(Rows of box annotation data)
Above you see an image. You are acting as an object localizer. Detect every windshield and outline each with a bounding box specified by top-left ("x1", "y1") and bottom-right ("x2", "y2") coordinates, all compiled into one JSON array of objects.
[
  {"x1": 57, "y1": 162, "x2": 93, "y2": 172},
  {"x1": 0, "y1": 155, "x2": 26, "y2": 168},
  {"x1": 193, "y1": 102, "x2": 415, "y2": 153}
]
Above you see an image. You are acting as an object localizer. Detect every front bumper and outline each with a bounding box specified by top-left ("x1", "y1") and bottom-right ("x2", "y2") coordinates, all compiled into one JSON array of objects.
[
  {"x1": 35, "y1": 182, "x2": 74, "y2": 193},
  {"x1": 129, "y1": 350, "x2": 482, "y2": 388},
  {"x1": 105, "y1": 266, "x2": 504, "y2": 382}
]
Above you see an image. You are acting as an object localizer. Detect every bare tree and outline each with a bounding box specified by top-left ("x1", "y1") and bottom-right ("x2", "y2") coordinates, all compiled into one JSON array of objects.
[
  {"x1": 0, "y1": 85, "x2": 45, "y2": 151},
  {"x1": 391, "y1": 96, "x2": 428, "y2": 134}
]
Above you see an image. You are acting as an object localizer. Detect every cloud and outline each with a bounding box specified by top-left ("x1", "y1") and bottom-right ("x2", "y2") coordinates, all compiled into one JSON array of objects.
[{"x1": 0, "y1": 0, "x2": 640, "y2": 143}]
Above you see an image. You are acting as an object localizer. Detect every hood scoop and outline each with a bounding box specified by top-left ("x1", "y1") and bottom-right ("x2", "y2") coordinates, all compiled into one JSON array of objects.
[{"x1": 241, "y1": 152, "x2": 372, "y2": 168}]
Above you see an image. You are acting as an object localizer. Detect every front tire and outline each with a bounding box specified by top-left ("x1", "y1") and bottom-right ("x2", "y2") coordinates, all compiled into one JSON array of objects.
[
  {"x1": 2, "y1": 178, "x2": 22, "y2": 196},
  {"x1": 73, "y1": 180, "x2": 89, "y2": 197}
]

• [REQUIRED WORK]: Please update the data above by replacing "object localizer" with "object detector" everywhere it appears, and leave every other part unchanged.

• [SOLUTION TO THE EXERCISE]:
Above you see an image. You are acting as an object detector. Detect every windshield and outline each with a bounding box specified by top-left ("x1", "y1") and bottom-right ("x2", "y2") coordinates, all compiled into one JSON array of objects.
[
  {"x1": 57, "y1": 162, "x2": 93, "y2": 172},
  {"x1": 0, "y1": 155, "x2": 26, "y2": 168},
  {"x1": 193, "y1": 102, "x2": 415, "y2": 153}
]
Above you see an image. You are acting as an object detector. Detect every front bumper and outline each with a bounding box specified by top-left ("x1", "y1") and bottom-right ("x2", "y2") coordinates, all compiled into one JSON array of objects.
[
  {"x1": 35, "y1": 182, "x2": 74, "y2": 193},
  {"x1": 129, "y1": 350, "x2": 482, "y2": 388},
  {"x1": 105, "y1": 266, "x2": 504, "y2": 382}
]
Above you see an image. You are acting as an object detector. Detect every bare tree and outline each with a bounding box specified by top-left ("x1", "y1") and bottom-right ("x2", "y2") coordinates, all compiled into one JSON array of objects.
[
  {"x1": 0, "y1": 85, "x2": 45, "y2": 151},
  {"x1": 391, "y1": 96, "x2": 428, "y2": 134}
]
Above you see an image. You are acting as an object detector. Detect every cloud and outline each with a bounding box specified by top-left ("x1", "y1") and bottom-right ("x2", "y2") coordinates, all compiled into one JSON array of objects.
[{"x1": 0, "y1": 0, "x2": 640, "y2": 143}]
Above you see an image. You are acting as an object detector. Detect every hood scoop and outline each with a bounding box specified by top-left ("x1", "y1") and bottom-right ("x2", "y2") coordinates, all compiled into one JSON array of objects.
[{"x1": 241, "y1": 152, "x2": 372, "y2": 168}]
Above you see an image. You are acting as an object detector. Detect every front tire and outline each with a bounding box specified by top-left ("x1", "y1") and bottom-right ("x2", "y2") coordinates, all compiled into one JSON array of objects.
[
  {"x1": 2, "y1": 178, "x2": 22, "y2": 196},
  {"x1": 73, "y1": 180, "x2": 89, "y2": 197}
]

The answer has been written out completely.